▶ WRITTEN REQUEST 1:
According to the Yummy Delta project description, which implementation does the Delta Lake API use?
▶ WRITTEN REQUEST 2:
Reproduce the Yummy Delta project description word for word, everything from "Yummy mlflow rust" down to "use delta-rs implementation.".
▶ WRITTEN REQUEST 3:
Continue the Yummy Delta project description from the point where it stops.

▶ EXCERPT TO READ:
++++++++++++++++++++
Skip to main content

Yummy mlflow rust extensions

Project description

Yummy-Delta

This repository contains Yummy Delta Lake api written in Rust. The api use delta-rs implementation.

Instalation

pip3 install yummy-delta

Quick start

import yummy_delta
# yummy_delta.run({config_path}, {host}, {port}, {log_level})
yummy_delta.run("config.yaml", "0.0.0.0", 8080, "error")

In the configuration file we can define multiple stores using supported backends.

config.yaml

stores:
  - name: local
    path: "/tmp/delta-test-1/"
  - name: az
    path: "az://delta-test-1/"

Delta backends

Local file system

/tmp/delta-test-1

AWS S3 / S3

s3://<bucket>/<path>
s3a://<bucket>/<path>

Environment variables: AWS_REGION="us-east-1", AWS_ACCESS_KEY_ID="deltalake", AWS_SECRET_ACCESS_KEY="weloverust", AWS_ENDPOINT_URL=endpoint_url,

Azure Blob Storage / Azure Datalake Storage Gen2

az://<container>/<path>
adl://<container>/<path>
abfs://<container>/<path>

Environment variables: AZURE_STORAGE_ACCOUNT_NAME="devstoreaccount1", AZURE_STORAGE_ACCOUNT_KEY="****", AZURE_STORAGE_USE_EMULATOR="false", AZURE_STORAGE_USE_HTTP="true",

Google cloud storage

gs://<bucket>/<path>

Rest API

Stores list

Request:

curl -X GET "http://localhost:8080/api/1.0/delta" \
-H "Content-Type: application/json"

Response:

{'stores': [{'path': '/tmp/delta-test-1/', 'store': 'local'},
            {'path': 'az://delta-test-1/', 'store': 'az'}]}

Tables list

Request:

curl -X GET "http://localhost:8080/api/1.0/delta/{store_name}" \
-H "Content-Type: application/json"

Response:

{'path': 'az://delta-test-1/',
 'store': 'az',
 'tables': ['test_delta_1', 'test_delta_2', 'test_delta_3', 'test_delta_4']}

Table details

Request:

curl -X GET "http://localhost:8080/api/1.0/delta/{store_name}/{table_name}/details" \
-H "Content-Type: application/json"
++++++++++++++++++++
Coordinate annotation records:
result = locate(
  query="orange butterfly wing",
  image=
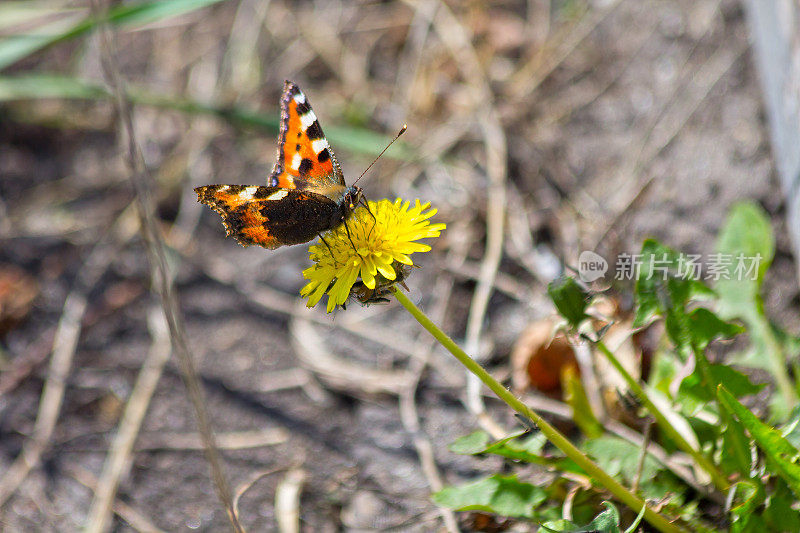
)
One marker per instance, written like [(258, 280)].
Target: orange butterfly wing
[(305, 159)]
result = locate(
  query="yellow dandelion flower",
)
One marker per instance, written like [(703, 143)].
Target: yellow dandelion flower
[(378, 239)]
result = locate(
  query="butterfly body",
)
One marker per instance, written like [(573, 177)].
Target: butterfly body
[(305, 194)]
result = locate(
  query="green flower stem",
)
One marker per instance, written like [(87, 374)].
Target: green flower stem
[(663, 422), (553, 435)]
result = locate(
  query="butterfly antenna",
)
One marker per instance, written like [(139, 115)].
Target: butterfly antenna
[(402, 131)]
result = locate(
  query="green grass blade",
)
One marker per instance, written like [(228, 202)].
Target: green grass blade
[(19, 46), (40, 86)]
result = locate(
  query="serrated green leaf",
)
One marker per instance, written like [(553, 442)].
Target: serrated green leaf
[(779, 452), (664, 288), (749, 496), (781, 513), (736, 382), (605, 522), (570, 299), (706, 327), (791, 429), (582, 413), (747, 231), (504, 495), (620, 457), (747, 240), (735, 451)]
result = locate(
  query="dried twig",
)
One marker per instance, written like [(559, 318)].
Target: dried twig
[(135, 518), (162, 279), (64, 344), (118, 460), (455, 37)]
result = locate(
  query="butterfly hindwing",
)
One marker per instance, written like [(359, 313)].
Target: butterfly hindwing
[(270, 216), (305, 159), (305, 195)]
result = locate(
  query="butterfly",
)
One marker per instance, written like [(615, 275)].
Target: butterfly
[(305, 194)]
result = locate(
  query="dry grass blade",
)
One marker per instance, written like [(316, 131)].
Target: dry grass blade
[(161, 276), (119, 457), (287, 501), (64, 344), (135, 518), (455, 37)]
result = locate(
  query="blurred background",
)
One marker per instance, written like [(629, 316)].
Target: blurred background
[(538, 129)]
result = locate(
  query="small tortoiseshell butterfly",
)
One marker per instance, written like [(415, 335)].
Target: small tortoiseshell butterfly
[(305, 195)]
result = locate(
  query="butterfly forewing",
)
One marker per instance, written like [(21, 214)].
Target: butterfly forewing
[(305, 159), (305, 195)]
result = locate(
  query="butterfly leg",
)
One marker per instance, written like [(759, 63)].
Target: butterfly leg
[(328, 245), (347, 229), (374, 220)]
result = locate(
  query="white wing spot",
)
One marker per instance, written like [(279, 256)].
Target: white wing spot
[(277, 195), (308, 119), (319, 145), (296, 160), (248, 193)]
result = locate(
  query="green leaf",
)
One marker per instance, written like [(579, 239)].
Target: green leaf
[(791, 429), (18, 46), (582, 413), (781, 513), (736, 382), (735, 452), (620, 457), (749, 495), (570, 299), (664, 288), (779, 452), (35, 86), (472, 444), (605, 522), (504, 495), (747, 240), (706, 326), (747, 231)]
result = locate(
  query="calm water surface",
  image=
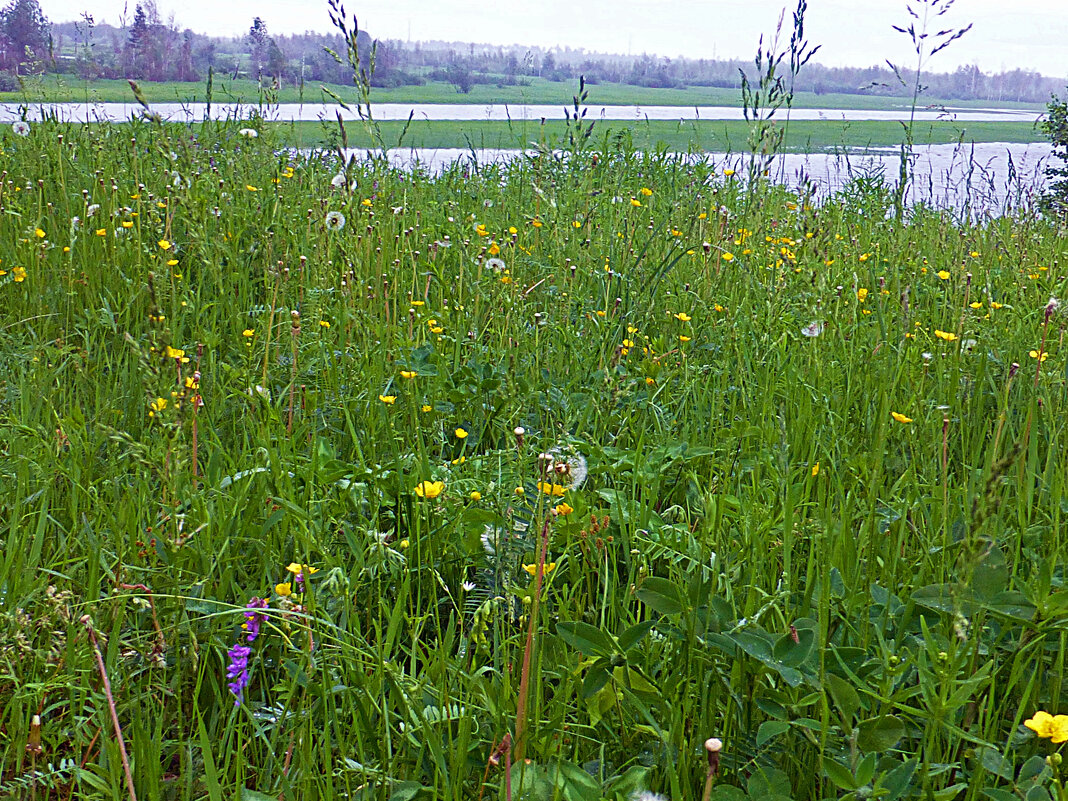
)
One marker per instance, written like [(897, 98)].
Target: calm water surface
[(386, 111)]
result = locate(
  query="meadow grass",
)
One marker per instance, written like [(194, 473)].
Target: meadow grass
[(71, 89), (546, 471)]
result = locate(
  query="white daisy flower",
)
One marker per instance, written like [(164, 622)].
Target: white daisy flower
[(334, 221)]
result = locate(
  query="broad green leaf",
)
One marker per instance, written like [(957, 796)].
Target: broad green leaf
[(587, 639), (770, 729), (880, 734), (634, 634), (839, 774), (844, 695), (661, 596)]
++++++++++++++++++++
▶ EXPECTED OUTPUT 1:
The delta-rs implementation.

▶ EXPECTED OUTPUT 2:
Yummy mlflow rust extensions

Project description

Yummy-Delta

This repository contains Yummy Delta Lake api written in Rust. The api use delta-rs implementation.

▶ EXPECTED OUTPUT 3:
Response:

{'path': 'az://delta-test-1/test_delta_4',
 'schema': {'fields': [{'metadata': {},
                        'name': 'col1',
                        'nullable': false,
                        'type': 'integer'},
                       {'metadata': {},
                        'name': 'col2',
                        'nullable': false,
                        'type': 'string'}],
            'type': 'struct'},
 'store': 'az',
 'table': 'test_delta_4',
 'version': 100}

Create delta table

Request:

curl -X POST "http://localhost:8080/api/1.0/delta/{store_name}" \
-H "Content-Type: application/json" \
-d '{
    "table": "test_delta_4",
    "schema": [
        {
            "name": "col1",
            "type": "integer",
            "nullable": false
        },
        {
            "name": "col2",
            "type": "string",
            "nullable": false
        }
    ],
    "partition_columns": ["col2"],
    "comment": "Hello from delta"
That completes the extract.